--- Start Rows ---

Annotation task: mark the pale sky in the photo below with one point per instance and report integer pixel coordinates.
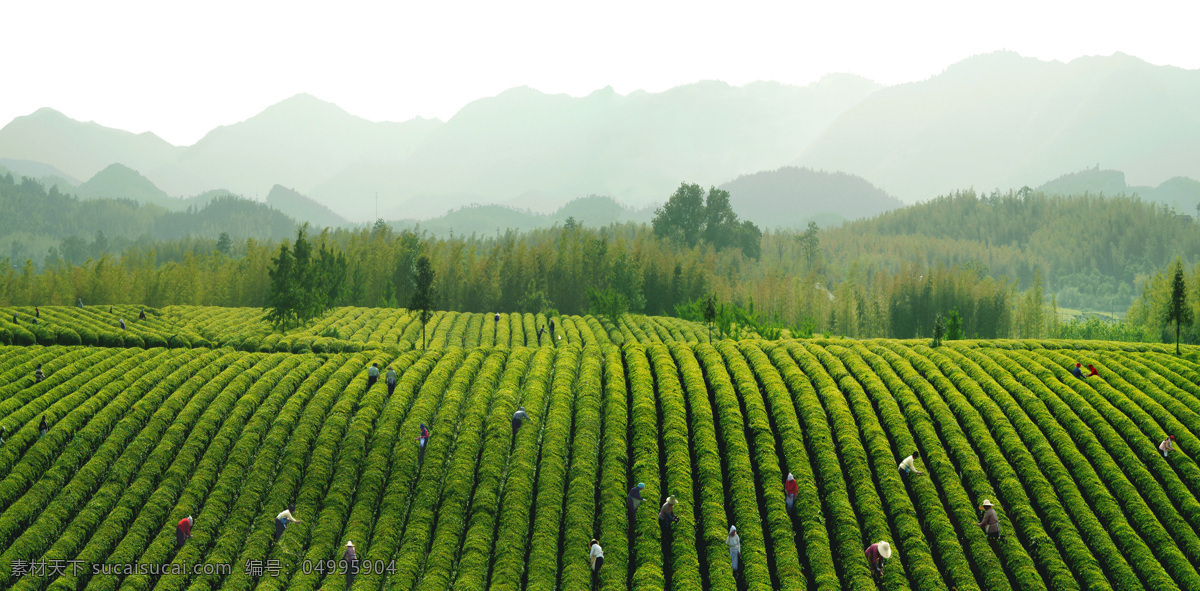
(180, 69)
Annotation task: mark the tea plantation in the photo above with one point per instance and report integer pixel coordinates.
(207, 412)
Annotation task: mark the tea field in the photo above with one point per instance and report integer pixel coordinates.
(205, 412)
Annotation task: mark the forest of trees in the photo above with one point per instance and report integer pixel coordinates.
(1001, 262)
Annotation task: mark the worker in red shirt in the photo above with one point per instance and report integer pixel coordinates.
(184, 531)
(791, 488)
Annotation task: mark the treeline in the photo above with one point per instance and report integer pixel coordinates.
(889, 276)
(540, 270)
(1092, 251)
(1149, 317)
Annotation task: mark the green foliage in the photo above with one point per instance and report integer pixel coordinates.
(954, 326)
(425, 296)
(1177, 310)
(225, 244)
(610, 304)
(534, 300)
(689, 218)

--- End Rows ---
--- Start Rows ---

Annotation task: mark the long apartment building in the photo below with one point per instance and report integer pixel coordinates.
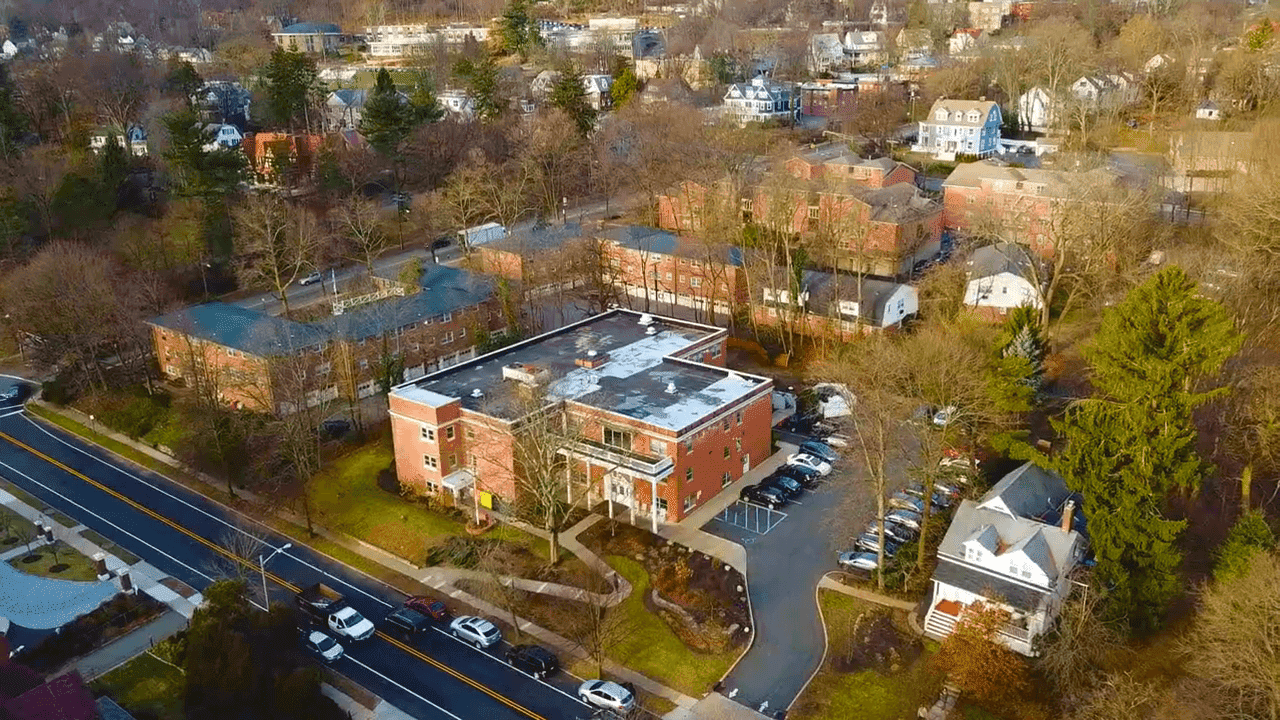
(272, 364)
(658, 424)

--- End Rows ---
--- Start Rows ---

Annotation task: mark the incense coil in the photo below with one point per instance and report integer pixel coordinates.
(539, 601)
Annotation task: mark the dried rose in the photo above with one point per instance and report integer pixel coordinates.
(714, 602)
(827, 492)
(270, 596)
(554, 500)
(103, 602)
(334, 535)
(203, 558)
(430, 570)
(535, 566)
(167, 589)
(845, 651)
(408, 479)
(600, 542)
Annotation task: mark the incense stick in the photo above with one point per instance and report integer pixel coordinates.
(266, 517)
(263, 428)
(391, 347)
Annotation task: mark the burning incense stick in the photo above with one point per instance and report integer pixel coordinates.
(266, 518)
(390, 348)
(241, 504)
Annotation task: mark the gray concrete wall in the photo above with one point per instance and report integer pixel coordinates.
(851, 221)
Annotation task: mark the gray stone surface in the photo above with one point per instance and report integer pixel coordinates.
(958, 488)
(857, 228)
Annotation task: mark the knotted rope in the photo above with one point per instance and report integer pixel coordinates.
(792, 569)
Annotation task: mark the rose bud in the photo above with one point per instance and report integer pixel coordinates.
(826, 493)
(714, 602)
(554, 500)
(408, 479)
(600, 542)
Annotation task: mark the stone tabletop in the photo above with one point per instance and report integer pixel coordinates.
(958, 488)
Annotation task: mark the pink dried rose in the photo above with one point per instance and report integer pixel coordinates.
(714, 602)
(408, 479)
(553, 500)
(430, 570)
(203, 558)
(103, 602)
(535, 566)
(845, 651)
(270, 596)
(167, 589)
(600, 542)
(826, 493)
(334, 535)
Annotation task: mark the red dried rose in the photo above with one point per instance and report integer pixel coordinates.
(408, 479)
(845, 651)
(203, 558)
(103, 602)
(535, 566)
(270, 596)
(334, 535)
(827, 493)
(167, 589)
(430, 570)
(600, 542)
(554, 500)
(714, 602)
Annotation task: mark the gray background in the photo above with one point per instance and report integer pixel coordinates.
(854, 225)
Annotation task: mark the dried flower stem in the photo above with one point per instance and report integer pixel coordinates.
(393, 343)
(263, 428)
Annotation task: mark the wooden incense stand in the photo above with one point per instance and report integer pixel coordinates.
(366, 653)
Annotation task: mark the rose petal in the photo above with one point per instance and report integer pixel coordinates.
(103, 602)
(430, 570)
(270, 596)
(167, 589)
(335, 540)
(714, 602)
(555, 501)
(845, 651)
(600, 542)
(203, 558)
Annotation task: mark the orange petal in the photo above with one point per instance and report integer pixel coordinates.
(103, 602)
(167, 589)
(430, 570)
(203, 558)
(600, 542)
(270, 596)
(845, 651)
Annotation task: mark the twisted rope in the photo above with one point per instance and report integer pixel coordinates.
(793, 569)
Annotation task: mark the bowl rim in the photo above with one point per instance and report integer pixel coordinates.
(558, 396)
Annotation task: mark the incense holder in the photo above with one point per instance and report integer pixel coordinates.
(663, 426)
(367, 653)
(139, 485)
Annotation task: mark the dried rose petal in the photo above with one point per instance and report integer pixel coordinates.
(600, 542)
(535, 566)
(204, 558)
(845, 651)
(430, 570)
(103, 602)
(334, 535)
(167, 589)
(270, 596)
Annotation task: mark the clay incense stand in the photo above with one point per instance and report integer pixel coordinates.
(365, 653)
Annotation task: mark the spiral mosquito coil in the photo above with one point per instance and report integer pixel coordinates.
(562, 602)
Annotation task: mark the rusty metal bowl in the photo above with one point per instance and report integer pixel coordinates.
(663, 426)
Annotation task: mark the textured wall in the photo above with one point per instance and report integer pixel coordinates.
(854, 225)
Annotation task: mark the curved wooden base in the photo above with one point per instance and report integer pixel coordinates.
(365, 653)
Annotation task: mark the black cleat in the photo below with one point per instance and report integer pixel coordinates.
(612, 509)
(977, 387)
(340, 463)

--- End Rows ---

**Short exercise:** Give only the number of lines in the records that contain the word "incense".

**Complete response:** 6